Provided entries –
━━━

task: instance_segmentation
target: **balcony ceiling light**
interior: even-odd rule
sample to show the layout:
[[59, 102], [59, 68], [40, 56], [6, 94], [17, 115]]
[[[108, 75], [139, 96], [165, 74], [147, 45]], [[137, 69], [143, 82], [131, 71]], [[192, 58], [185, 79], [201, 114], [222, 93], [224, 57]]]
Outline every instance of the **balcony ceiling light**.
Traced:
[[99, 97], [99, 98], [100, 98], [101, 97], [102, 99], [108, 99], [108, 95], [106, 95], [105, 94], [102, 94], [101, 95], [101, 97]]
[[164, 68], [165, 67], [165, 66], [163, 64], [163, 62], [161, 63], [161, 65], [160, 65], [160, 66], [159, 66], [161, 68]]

━━━

Exercise prompt – Copy out all of the lines above, character for character, without any changes.

Solution to the problem –
task: instance_segmentation
target: **balcony ceiling light**
interior: even-odd rule
sample to show the layout:
[[59, 102], [59, 68], [40, 56], [6, 94], [17, 115]]
[[[108, 75], [139, 96], [165, 74], [147, 45]], [[137, 69], [143, 82], [131, 71]], [[192, 58], [185, 79], [201, 114], [222, 93], [224, 57]]]
Outline every instance of the **balcony ceiling light**.
Traced:
[[99, 97], [99, 98], [100, 98], [101, 97], [102, 99], [108, 99], [108, 95], [106, 95], [105, 94], [102, 94], [101, 95], [101, 97]]
[[164, 68], [165, 67], [165, 66], [163, 64], [163, 62], [161, 63], [161, 65], [160, 65], [160, 66], [159, 66], [161, 68]]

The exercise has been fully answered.